* Отрывок из текста
______________________________

Не удивительно, что все чувства притуплялись и мы испытывали лишь невыразимую скуку. Наверно, и в этом лесу была своя красота, но глаз давно перестал воспринимать прекрасное. Он больше не замечал ни огромных, хвостатых, как ласточки, бабочек, которые тучами поднимались у наших ног на берегах ручьев, ни черных муравьев, впивавшихся в тело.
Может быть, либерийские дебри своей мертвенностью отличаются от других лесов Африки; многие путешественники, побывавшие в других частях континента, жалуются на шум и жестокую борьбу за существование, царящие там в лесах. Человек может сродниться почти со всем, что живет вокруг него, перенести на любое живое существо свое чувство нежности, тоски по родине, жалости, так, что зачастую об этих чувствах острее всего ему напоминает природа. Очертания цветущей изгороди где-нибудь в Центральной Англии, ковер из опавшей листвы где-нибудь в лесу — как часто человеку кажется, что все это пробуждает в нем чувство, которое кто-то здесь уже испытал до него. Но никто никогда не испытывал в этом лесу никаких человеческих чувств. Словно остов недостроенного дома на брошенном участке, он так и остался необитаемым.
В эти дни меня странно пленяли стихи А. Э. Хаусмена:
Не говори, я знаю сам,
О чем волшебница играет,
Когда сентябрьский косят луг
И белый цвет летает в мае.
Мы с ней знакомы так давно.
Я все ее повадки знаю[39].
Они казались мне чередой сладких звуков на незнакомом языке и напоминали, как не похожа эта природа на ту, что я знал прежде. Я хранил это стихотворение про запас на то время, когда мне уже совсем не о чем было думать, и тогда медленно повторял его себе, прикидывая одновременно, прошел ли я сто метров между первой и последней строкой, или нет.

______________________________

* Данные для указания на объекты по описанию

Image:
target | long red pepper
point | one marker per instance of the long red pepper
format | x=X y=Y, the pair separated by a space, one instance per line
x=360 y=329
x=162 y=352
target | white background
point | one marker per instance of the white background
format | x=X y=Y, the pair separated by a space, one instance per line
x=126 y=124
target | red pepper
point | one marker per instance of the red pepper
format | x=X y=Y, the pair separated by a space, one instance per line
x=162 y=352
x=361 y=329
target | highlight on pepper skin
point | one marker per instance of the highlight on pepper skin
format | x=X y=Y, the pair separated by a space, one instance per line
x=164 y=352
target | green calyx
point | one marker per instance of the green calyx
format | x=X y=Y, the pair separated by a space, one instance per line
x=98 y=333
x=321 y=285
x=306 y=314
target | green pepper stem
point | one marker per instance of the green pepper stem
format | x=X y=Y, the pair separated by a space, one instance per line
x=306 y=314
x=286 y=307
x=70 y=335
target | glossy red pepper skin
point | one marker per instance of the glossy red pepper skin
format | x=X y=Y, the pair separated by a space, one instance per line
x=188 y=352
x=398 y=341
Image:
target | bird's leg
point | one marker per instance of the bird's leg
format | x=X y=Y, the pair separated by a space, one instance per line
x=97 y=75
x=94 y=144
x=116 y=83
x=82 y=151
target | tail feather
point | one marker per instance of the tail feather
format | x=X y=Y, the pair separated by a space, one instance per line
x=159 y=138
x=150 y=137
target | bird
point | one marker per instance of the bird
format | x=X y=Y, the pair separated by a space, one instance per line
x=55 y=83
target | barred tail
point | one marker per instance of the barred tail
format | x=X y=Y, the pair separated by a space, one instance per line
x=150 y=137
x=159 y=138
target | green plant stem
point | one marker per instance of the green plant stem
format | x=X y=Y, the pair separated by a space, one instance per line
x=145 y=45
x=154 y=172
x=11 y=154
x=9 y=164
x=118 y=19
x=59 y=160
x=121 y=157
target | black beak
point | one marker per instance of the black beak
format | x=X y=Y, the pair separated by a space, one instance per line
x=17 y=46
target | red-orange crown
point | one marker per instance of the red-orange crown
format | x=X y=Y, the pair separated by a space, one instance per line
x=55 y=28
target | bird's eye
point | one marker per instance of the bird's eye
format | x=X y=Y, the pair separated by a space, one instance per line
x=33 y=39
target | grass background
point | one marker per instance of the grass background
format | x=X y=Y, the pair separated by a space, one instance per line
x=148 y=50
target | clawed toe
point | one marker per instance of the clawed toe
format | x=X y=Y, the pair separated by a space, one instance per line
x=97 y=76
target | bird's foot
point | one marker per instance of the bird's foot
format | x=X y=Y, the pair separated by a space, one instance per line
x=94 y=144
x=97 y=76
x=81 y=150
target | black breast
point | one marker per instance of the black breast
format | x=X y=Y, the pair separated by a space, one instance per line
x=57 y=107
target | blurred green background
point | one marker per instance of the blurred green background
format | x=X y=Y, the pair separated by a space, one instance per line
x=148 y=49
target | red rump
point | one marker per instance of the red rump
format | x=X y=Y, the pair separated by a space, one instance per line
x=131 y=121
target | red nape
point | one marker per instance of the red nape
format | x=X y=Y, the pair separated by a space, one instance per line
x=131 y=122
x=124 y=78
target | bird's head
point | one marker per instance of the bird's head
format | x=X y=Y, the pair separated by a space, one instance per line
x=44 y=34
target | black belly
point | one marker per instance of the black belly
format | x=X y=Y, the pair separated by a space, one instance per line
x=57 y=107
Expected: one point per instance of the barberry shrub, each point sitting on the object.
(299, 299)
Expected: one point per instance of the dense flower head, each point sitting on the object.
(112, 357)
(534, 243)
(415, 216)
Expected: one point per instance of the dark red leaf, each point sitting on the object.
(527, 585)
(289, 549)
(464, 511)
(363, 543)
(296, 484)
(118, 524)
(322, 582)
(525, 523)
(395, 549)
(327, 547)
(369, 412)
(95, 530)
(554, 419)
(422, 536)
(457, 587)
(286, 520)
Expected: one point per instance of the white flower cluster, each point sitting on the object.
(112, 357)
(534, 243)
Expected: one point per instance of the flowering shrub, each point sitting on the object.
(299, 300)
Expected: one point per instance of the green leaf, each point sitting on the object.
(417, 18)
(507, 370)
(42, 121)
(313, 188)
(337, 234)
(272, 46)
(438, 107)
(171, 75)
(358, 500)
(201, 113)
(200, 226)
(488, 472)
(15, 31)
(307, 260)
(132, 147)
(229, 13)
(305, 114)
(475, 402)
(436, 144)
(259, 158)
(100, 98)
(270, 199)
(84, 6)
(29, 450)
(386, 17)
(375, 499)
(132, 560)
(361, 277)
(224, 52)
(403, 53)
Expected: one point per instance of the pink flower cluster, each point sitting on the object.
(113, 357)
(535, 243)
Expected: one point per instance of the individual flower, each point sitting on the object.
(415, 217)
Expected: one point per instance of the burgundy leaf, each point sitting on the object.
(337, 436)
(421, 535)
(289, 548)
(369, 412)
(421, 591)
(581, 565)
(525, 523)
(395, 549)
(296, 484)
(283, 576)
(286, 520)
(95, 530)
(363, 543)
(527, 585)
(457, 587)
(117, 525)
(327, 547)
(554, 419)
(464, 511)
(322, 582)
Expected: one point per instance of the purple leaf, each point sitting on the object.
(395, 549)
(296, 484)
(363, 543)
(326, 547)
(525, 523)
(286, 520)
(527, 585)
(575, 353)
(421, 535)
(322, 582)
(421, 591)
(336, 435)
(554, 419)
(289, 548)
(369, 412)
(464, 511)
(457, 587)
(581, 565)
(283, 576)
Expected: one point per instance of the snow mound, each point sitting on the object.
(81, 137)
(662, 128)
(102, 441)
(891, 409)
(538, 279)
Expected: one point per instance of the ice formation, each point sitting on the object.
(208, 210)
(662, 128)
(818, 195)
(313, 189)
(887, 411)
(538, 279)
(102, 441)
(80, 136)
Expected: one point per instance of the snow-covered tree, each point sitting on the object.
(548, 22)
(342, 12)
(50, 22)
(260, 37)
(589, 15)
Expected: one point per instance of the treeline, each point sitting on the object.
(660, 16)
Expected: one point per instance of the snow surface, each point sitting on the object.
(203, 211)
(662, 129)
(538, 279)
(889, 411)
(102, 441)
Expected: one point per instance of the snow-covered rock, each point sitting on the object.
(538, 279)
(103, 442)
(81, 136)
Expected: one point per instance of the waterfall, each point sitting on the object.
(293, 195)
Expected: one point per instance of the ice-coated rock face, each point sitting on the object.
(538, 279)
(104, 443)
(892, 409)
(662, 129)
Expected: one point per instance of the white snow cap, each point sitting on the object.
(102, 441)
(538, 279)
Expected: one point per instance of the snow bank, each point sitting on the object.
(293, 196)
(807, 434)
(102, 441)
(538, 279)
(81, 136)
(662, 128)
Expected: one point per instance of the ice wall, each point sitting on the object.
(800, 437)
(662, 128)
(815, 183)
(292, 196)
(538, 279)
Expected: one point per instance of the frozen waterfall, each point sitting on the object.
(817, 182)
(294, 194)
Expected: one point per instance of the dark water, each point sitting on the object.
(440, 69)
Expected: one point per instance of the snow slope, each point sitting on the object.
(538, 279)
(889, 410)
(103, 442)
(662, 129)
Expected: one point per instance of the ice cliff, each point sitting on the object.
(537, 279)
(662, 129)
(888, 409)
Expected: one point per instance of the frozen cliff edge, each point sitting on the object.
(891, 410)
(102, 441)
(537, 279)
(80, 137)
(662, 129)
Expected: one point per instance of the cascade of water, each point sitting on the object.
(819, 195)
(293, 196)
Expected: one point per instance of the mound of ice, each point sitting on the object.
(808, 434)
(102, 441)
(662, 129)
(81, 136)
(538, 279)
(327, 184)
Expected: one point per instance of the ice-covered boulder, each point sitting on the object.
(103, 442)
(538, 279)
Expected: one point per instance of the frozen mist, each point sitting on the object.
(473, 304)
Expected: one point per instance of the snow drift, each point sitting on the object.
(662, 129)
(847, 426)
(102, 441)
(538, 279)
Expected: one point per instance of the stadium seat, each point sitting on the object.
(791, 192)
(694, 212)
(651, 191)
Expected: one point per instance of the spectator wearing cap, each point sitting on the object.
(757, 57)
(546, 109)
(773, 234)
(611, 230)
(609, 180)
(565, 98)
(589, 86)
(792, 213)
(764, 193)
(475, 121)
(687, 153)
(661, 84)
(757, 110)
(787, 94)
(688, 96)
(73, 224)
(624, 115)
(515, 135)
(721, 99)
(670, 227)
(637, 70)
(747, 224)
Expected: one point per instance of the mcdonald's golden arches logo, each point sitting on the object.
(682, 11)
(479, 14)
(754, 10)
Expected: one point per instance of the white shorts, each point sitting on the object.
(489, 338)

______________________________

* Задания
1 - Соответствуют ли отрывку о либерийском лесе утверждения (а), (б) и (в)? Ответьте «да» или «нет» и приведите точную цитату из отрывка. (а) Глаз по-прежнему замечал бабочек на берегах ручьев. (б) Многие путешественники жалуются на шум в лесах других частей Африки. (в) Стихотворение Хаусмена повторялось быстро.
2 - С чем в отрывке о либерийском лесе сравнивается сам лес, который остался необитаемым?
Материал никак не связан с отрывком.

* Ответы по порядку
1 -
(а) Нет: «Он больше не замечал ни огромных, хвостатых, как ласточки, бабочек, которые тучами поднимались у наших ног на берегах ручьев».
(б) Да: «многие путешественники, побывавшие в других частях континента, жалуются на шум и жестокую борьбу за существование, царящие там в лесах».
(в) Нет: «медленно повторял его себе».

2 - С остовом недостроенного дома на брошенном участке.